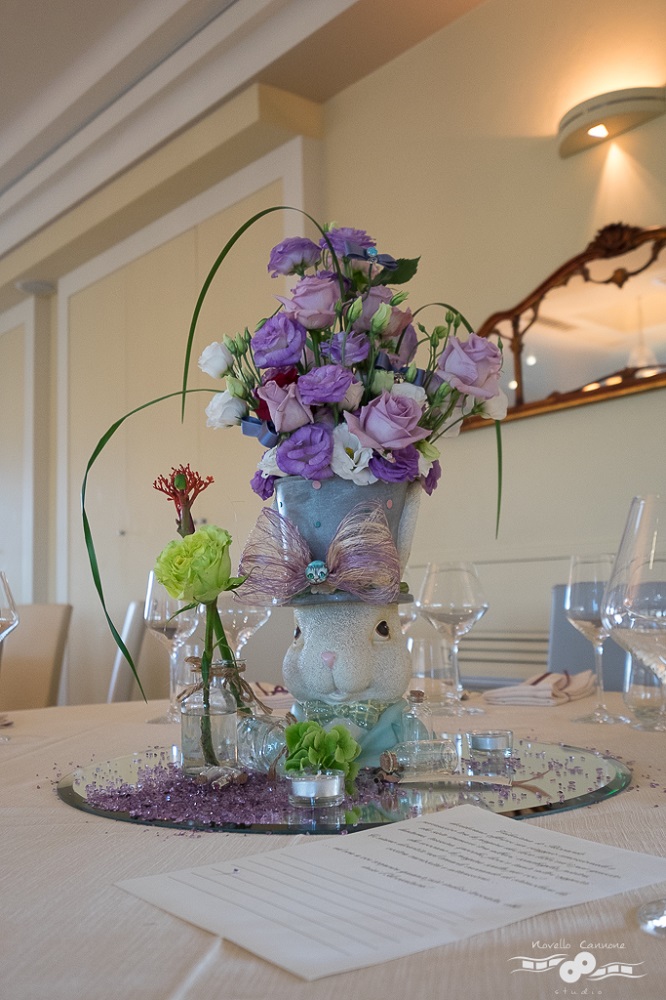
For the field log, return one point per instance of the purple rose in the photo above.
(472, 366)
(263, 486)
(307, 452)
(328, 384)
(313, 301)
(387, 422)
(347, 347)
(429, 482)
(343, 235)
(279, 342)
(287, 410)
(293, 255)
(404, 466)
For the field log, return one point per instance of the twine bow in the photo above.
(362, 559)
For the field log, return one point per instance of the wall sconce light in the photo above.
(608, 115)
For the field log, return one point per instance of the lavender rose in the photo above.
(279, 342)
(403, 466)
(287, 410)
(307, 452)
(387, 422)
(343, 235)
(472, 366)
(293, 256)
(328, 384)
(313, 301)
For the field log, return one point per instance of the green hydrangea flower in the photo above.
(309, 745)
(197, 568)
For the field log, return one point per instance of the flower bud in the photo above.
(235, 387)
(381, 381)
(355, 310)
(381, 318)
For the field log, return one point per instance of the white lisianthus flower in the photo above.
(225, 410)
(416, 392)
(495, 408)
(350, 459)
(216, 360)
(268, 464)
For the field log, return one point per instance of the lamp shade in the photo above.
(608, 115)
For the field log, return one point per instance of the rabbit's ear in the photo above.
(407, 525)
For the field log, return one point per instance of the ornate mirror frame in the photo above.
(615, 240)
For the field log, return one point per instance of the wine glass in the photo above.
(634, 612)
(588, 576)
(240, 621)
(165, 618)
(452, 600)
(9, 618)
(645, 697)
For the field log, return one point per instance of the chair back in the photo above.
(132, 633)
(569, 650)
(32, 657)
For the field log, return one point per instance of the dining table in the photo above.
(70, 931)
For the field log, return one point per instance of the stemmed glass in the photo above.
(9, 618)
(588, 576)
(452, 600)
(161, 615)
(634, 612)
(240, 621)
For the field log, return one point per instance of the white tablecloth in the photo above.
(68, 931)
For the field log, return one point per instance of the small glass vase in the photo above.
(208, 722)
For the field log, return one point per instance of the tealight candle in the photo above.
(490, 751)
(317, 788)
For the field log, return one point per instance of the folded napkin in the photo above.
(545, 689)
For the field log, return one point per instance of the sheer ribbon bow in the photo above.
(362, 559)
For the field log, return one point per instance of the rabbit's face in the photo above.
(347, 652)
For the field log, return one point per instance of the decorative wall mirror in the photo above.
(593, 330)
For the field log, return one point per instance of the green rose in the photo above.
(197, 568)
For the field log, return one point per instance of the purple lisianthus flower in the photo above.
(429, 482)
(313, 301)
(307, 452)
(404, 466)
(279, 342)
(263, 486)
(287, 409)
(471, 366)
(328, 384)
(293, 255)
(347, 347)
(343, 235)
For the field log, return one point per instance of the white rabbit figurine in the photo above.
(350, 659)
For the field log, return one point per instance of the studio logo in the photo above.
(582, 966)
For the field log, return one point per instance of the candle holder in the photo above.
(317, 788)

· · · · · · ·

WORK TO COMPLETE » Make an exact copy of the whole listing, but don't bring over any pictures.

FULL SOLUTION »
For the field log, return one point per instance of the purple rose in the photo above.
(472, 366)
(263, 486)
(307, 452)
(328, 384)
(313, 301)
(387, 422)
(347, 347)
(429, 482)
(343, 235)
(279, 342)
(287, 410)
(293, 255)
(404, 466)
For the field log, return one point per instance of the twine bow in the photo above.
(362, 559)
For the field log, return one point per instance of the wall sconce light in the photo above.
(608, 115)
For the field log, return one point per instance of the lavender rose in the photo above.
(279, 342)
(403, 466)
(287, 410)
(307, 452)
(387, 422)
(343, 235)
(472, 366)
(293, 256)
(328, 384)
(313, 301)
For the field log, return one point per instance of the green hydrangea flower in the photo above.
(309, 745)
(197, 568)
For the field log, return one point per instance of the flower bud in the photo above.
(235, 387)
(381, 381)
(355, 310)
(381, 318)
For the field log, return one point per instance of the white lisianthus flower in the photo above.
(225, 410)
(416, 392)
(495, 408)
(350, 459)
(216, 360)
(268, 464)
For the field log, return one point per instance of the lamp shade in the photo above.
(608, 115)
For the field log, return one point per instance of the rabbit's ear in the photo above.
(407, 525)
For the field log, return one point per instance of the ornate mirror frame in the photo above.
(615, 240)
For the field log, return one point per instance of the wine glass in the photo above.
(634, 612)
(588, 576)
(240, 621)
(165, 618)
(452, 600)
(9, 618)
(645, 697)
For the field log, return one point per instance of the chair back in the photo above.
(132, 633)
(569, 650)
(32, 657)
For the field log, return one point per instance of the dining table in the photo above.
(70, 931)
For the field log, return one point per instance of the stemmed glass in the photo above.
(9, 618)
(588, 576)
(452, 600)
(161, 615)
(634, 612)
(240, 621)
For the field log, return one point per instance of the white tablecloth in the photo above.
(68, 931)
For the field log, return one point per instance of the small glass vase in the photo above.
(208, 722)
For the field log, return one point per instance of the tealight candle in the photo above.
(490, 751)
(317, 788)
For the field log, return one point per instance of the folded napkin in the photo above.
(545, 689)
For the field log, return one point per instance of the sheer ribbon bow in the photo above.
(362, 559)
For the field log, return one point per instance of the rabbit's face in the photo above.
(347, 652)
For the field log, return one point per instance of the decorative wall mirror in the photo above.
(593, 330)
For the field log, return one point per instance of the green rose in the photo above.
(197, 568)
For the field log, return one point per instance of the purple lisianthus flower in the photo above.
(429, 482)
(313, 301)
(307, 452)
(404, 466)
(279, 342)
(263, 486)
(287, 409)
(471, 366)
(328, 384)
(293, 255)
(347, 347)
(343, 235)
For the field log, return one point per instance of the white rabbit figurine in the photo above.
(350, 659)
For the field log, return one point per instance of the studio logo in the photo above.
(582, 966)
For the field log, return one point per instance of the candle holder in the photo above.
(317, 788)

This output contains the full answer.